→ **Written request**
Please show every line in the entries below that contains the string "lamp". Case counts.

Collected data entries:
------------------------

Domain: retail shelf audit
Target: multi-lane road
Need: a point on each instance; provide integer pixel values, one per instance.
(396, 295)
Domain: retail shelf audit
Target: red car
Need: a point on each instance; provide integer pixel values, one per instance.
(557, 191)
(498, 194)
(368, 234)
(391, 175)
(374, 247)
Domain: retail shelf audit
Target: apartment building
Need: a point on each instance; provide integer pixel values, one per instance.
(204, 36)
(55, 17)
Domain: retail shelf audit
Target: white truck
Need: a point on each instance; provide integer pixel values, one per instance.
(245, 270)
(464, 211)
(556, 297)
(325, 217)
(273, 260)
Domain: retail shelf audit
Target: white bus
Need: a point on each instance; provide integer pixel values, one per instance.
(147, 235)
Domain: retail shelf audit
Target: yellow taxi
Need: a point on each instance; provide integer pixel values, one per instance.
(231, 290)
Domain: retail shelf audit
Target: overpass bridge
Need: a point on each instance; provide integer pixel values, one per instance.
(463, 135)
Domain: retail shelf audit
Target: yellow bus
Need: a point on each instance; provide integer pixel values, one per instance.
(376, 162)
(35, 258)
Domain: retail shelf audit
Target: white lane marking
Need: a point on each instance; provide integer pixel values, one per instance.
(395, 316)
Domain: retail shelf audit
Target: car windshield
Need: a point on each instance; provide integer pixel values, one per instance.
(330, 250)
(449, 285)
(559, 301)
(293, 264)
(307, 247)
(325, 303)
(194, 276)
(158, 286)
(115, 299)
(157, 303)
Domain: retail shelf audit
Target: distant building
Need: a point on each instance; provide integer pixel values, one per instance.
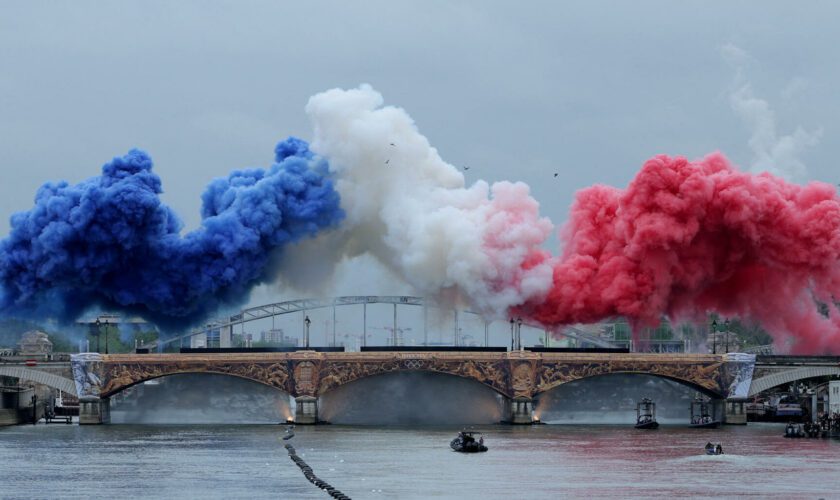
(276, 336)
(834, 396)
(34, 342)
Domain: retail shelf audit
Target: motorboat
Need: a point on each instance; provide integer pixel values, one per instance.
(700, 416)
(794, 431)
(466, 442)
(646, 414)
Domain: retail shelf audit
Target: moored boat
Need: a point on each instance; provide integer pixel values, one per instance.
(646, 414)
(466, 442)
(700, 416)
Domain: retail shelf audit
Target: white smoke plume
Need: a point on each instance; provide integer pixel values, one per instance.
(779, 155)
(414, 213)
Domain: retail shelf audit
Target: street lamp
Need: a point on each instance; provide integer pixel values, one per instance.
(714, 336)
(726, 338)
(98, 333)
(511, 334)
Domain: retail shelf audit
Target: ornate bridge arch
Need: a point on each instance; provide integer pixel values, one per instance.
(785, 377)
(703, 373)
(491, 372)
(121, 376)
(39, 377)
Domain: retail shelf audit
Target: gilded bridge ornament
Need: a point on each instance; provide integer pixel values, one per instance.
(305, 378)
(516, 374)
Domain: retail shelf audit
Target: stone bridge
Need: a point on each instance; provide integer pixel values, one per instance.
(518, 376)
(773, 371)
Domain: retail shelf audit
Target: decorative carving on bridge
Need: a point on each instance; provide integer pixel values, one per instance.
(119, 376)
(522, 378)
(306, 378)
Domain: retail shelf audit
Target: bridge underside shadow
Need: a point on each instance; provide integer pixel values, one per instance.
(612, 398)
(200, 398)
(412, 398)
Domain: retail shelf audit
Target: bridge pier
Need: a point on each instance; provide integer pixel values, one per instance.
(94, 411)
(306, 410)
(518, 411)
(735, 411)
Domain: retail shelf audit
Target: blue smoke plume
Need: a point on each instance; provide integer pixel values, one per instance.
(110, 242)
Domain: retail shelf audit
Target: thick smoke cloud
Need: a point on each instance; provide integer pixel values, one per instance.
(687, 237)
(110, 242)
(414, 213)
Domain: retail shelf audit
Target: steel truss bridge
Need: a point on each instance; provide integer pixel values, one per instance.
(303, 305)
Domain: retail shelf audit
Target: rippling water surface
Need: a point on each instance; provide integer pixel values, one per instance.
(549, 461)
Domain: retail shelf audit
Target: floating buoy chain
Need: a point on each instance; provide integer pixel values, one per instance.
(311, 477)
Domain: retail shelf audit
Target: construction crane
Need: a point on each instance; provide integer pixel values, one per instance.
(396, 334)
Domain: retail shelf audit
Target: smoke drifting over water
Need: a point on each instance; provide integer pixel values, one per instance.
(201, 399)
(612, 399)
(412, 398)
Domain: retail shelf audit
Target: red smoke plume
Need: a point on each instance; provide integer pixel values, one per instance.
(686, 238)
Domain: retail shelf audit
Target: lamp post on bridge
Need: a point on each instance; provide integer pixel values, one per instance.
(726, 333)
(98, 333)
(714, 336)
(512, 336)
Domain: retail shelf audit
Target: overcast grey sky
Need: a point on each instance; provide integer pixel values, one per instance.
(515, 90)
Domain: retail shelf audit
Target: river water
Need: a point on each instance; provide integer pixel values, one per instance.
(548, 461)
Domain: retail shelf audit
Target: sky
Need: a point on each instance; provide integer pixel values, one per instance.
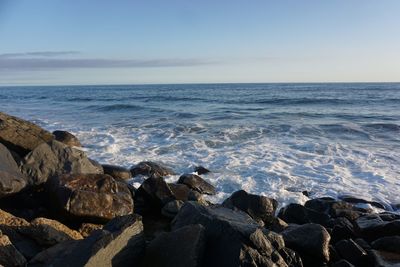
(51, 42)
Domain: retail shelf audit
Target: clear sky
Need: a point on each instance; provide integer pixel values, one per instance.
(188, 41)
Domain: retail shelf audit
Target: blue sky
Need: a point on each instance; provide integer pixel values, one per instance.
(118, 42)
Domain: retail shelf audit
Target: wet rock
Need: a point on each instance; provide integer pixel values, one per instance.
(172, 208)
(260, 208)
(352, 252)
(117, 172)
(87, 228)
(90, 197)
(11, 178)
(149, 169)
(67, 138)
(9, 255)
(201, 170)
(120, 243)
(49, 232)
(21, 136)
(233, 238)
(197, 183)
(388, 243)
(296, 213)
(152, 195)
(310, 240)
(167, 248)
(54, 159)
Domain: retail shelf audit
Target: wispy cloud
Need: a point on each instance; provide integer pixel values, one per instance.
(52, 60)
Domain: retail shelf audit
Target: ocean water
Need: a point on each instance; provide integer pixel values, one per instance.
(271, 139)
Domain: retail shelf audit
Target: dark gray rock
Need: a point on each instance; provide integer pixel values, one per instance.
(149, 168)
(233, 238)
(120, 243)
(90, 197)
(296, 213)
(197, 183)
(54, 159)
(67, 138)
(260, 208)
(183, 247)
(117, 172)
(21, 136)
(388, 243)
(352, 252)
(310, 240)
(11, 178)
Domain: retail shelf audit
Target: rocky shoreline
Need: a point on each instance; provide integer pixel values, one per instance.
(60, 208)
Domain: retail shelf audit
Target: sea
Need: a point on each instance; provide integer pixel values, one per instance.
(277, 140)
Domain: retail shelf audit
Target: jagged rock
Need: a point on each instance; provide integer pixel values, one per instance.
(67, 138)
(117, 171)
(310, 240)
(90, 197)
(352, 252)
(233, 238)
(296, 213)
(9, 255)
(11, 178)
(87, 228)
(149, 169)
(197, 183)
(49, 232)
(388, 243)
(54, 159)
(120, 243)
(167, 248)
(21, 136)
(260, 208)
(172, 208)
(201, 170)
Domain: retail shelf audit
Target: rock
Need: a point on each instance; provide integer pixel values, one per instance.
(67, 138)
(120, 243)
(197, 183)
(90, 197)
(310, 240)
(21, 136)
(49, 232)
(260, 208)
(54, 159)
(87, 228)
(117, 172)
(352, 252)
(11, 178)
(388, 243)
(149, 168)
(183, 247)
(172, 208)
(9, 255)
(201, 170)
(233, 238)
(296, 213)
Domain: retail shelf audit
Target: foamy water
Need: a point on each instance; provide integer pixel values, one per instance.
(271, 139)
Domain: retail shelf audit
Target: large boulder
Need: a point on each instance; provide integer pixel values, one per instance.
(90, 197)
(54, 159)
(67, 138)
(183, 247)
(197, 183)
(233, 238)
(120, 243)
(21, 136)
(260, 208)
(149, 168)
(11, 178)
(310, 240)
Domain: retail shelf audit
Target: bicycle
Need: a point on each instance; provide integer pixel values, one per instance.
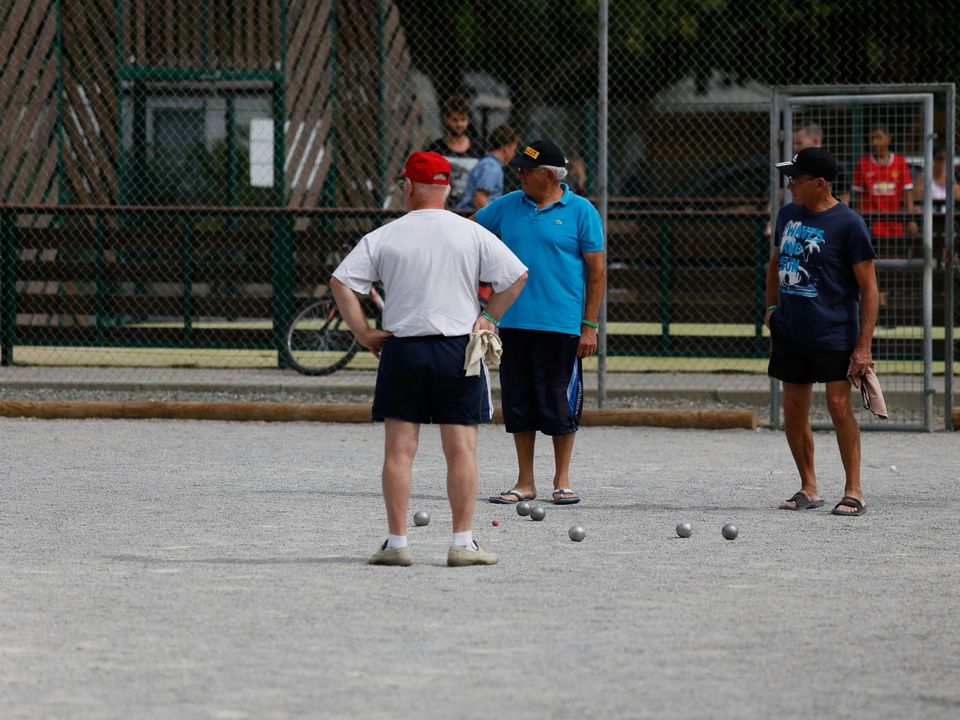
(318, 341)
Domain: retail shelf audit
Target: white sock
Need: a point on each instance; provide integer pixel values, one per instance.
(395, 541)
(464, 539)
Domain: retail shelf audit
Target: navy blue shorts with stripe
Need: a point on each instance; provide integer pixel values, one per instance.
(541, 381)
(802, 365)
(421, 380)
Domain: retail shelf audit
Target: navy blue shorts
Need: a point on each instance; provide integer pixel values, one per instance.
(794, 363)
(541, 381)
(421, 380)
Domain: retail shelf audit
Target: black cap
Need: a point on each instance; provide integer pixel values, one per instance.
(813, 161)
(537, 153)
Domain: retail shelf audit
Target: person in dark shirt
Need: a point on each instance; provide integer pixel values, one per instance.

------------------------

→ **Final result**
Target: street lamp
Target: lamp post on bridge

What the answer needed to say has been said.